That's news to me and I've been here most of my life so know far more about Canada than you do.


----------



## colchar (Oct 25, 2011)

Lotso said:


> Thank you.
> I have always held this view, but it is good to have it validated.
> 
> MDV




See above.


----------



## colchar (Oct 25, 2011)

Lotso said:


> Hello,
> 
> Any advice would be much appreciated.
> 
> ...



Are you absolutely set on Alberta or would you consider other provinces? Regardless, your experience makes you a good candidate for a position in administration at a college or university. Just Google 'list of colleges in Alberta' and go to the wikipedia link (easiest source for a list of them). Do the same for universities. Check each school in the list and go to their human resources webpage to see what positions are currently open. Tailor your resume (not quite the same as a CV) and cover letter to each position.

After doing that for Alberta do the same for any other provinces that you are willing to consider.

I worked in academia for a decade and know there are lots of jobs in the field. But one word of warning - they are a bureaucracy like any other and, as such, can be ridiculously slow in going through the hiring process (it can be even worse at unionized schools which the majority of them are) so you can receive a reply to an application weeks and weeks after the application date. I once applied to a position at the university at which I had done my Master's and when they eventually called me to schedule an interview it had been so long since I had applied that I had forgotten what the position even was! Luckily, I keep all applications (resumes and cover letters and application forms if the particular school happens to require them) on my computer so I could look it up easily enough. And despite them having taken so long to do things, they wanted to schedule an interview for the next day! As I was used to the academic bureaucracy I wasn't phased by this but it can take some getting used to for someone who isn't familiar with it.


----------



## Lotso (Oct 24, 2013)

*Thank You*

I take heart from your suggestions - 

I am not stuck on Alberta per se. However Canada is a huge place and I feel that by concentrating on a single province will help focus my efforts; rather than a 'scatter-gun' approach.

As you suggest, I intend to work through the list ...

Over and above this, I have contacted several Recruitment Agencies in Calgary - three have replied stating that "once within Canada" they believe they "could easily place a person with these skill". Given your understanding of the current labour market etc., would this be possible, or are they doing that 'selling thing'?

MDV


----------



## Lotso (Oct 24, 2013)

*Validation*



colchar said:


> See above.


To be clear, I was referring to the post by Jrge ... who validated my thoughts that good quality, skilled managers are always in demand.


----------



## colchar (Oct 25, 2011)

Lotso said:


> I take heart from your suggestions -
> 
> I am not stuck on Alberta per se. However Canada is a huge place and I feel that by concentrating on a single province will help focus my efforts; rather than a 'scatter-gun' approach.
> 
> ...




I honestly cannot answer that as I have no clue about the labour market in Alberta. I live in Ontario so know more about the labour market here.

You also have to keep in mind that, because of the oil boom, there are a lot of jobs in Alberta but that this has also caused the cost of living to shoot up as housing availability hasn't kept up with the number of people going to the province for work.


----------



## colchar (Oct 25, 2011)

Lotso said:


> To be clear, I was referring to the post by Jrge ... who validated my thoughts that good quality, skilled managers are always in demand.



Ah, gotcha.


----------

============================================================

◆ BRIEF A: Reproduce the rows from the line containing "of the thin" through the line containing "point(370, 133)", both included, keeping the requests as they are but multiplying every coordinate in the answers by 0.85 and rounding to whole numbers, with halves rounded up.

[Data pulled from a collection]
============================================================

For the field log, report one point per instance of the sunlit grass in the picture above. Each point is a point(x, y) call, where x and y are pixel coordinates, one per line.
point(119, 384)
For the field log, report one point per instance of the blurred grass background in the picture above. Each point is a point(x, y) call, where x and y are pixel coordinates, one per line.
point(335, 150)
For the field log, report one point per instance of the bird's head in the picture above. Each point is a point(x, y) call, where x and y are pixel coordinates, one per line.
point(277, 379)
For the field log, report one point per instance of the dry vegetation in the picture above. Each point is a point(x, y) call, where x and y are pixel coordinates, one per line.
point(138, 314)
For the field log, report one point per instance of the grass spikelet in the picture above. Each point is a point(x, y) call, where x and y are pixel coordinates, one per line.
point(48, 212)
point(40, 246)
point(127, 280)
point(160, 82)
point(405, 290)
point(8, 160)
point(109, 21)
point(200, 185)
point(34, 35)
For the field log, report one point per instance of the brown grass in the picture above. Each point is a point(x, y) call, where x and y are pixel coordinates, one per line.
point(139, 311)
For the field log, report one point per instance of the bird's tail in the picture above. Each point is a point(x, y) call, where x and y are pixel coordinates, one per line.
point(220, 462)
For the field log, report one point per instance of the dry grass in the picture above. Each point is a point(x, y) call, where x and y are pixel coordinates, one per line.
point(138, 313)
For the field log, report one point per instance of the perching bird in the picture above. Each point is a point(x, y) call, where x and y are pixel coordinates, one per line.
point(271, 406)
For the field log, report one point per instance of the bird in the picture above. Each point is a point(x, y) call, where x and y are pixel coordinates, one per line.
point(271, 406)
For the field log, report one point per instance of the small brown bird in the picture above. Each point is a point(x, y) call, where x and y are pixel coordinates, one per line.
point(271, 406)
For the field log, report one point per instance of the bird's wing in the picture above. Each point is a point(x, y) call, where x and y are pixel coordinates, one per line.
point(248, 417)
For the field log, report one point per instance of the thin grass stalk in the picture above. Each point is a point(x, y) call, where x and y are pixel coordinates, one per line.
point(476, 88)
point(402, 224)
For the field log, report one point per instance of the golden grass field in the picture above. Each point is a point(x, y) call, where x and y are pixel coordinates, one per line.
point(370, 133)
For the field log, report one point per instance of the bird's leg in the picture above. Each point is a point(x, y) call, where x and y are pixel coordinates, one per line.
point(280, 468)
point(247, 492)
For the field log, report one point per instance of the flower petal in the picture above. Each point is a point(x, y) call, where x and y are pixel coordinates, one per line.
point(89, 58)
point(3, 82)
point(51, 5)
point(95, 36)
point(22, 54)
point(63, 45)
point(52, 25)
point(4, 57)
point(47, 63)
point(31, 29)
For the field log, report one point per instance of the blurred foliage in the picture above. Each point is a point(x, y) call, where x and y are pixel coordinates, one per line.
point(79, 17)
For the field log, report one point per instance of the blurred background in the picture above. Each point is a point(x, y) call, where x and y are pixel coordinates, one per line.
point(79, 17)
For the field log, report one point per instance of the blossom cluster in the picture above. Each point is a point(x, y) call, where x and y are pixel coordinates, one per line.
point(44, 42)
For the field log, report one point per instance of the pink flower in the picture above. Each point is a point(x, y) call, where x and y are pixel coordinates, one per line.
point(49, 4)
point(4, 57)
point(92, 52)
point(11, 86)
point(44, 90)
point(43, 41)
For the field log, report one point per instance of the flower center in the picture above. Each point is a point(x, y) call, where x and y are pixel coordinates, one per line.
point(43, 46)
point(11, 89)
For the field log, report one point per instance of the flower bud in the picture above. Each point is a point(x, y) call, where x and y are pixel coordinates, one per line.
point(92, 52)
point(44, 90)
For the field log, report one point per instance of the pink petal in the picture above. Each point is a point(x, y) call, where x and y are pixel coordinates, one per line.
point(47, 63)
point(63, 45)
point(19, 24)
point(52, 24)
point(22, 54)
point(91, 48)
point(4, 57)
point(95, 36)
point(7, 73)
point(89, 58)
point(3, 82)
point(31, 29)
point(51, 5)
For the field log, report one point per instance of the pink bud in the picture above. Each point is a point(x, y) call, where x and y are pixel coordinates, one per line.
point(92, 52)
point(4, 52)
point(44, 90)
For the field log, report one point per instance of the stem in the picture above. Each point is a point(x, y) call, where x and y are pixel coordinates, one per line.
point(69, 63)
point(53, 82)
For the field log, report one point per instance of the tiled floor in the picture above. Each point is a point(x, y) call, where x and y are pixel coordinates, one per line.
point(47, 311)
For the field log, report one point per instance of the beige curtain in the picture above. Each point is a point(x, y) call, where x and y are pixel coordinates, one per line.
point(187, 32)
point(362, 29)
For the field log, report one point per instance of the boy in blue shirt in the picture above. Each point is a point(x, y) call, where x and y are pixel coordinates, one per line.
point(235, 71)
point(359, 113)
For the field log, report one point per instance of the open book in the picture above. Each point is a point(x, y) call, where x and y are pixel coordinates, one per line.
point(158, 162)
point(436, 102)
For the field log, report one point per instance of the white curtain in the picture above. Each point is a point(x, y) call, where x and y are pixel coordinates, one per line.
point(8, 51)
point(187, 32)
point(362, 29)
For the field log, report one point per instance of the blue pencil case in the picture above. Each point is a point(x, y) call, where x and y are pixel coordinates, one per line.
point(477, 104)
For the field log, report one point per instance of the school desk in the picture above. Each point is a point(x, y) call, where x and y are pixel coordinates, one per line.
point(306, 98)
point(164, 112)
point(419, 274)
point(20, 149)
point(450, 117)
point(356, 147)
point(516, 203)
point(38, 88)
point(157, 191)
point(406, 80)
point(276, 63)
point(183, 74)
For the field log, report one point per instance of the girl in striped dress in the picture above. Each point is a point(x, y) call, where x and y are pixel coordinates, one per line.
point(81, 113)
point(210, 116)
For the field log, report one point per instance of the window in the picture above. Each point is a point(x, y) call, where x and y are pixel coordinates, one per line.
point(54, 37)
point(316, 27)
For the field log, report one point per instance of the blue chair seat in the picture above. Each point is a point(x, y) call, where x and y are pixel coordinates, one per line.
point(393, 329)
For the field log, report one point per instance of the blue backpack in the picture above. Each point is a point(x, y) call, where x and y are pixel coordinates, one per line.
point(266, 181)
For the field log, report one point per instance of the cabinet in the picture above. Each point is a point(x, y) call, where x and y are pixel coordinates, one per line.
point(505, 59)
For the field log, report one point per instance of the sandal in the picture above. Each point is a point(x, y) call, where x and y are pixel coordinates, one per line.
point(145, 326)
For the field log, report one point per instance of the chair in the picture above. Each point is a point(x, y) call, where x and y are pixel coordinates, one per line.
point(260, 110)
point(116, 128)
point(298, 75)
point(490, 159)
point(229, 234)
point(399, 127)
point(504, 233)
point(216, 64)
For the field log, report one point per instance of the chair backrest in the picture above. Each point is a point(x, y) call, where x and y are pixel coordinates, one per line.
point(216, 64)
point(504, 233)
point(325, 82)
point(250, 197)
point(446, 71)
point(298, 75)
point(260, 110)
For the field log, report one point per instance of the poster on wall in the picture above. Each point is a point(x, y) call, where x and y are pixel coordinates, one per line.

============================================================

◆ BRIEF B: List every place name that appears in the forum thread.

◆ EXPECTED OUTPUT A:
For the field log, report one point per instance of the thin grass stalk in the picture above. Each point is a point(x, y) call, where x and y are pixel coordinates, one per line.
point(405, 75)
point(342, 190)
For the field log, report one point per instance of the golden grass field in the picture above. Each point is a point(x, y) call, where x and y are pixel coordinates, one per line.
point(315, 113)

◆ EXPECTED OUTPUT B: Canada, Alberta, Calgary, Ontario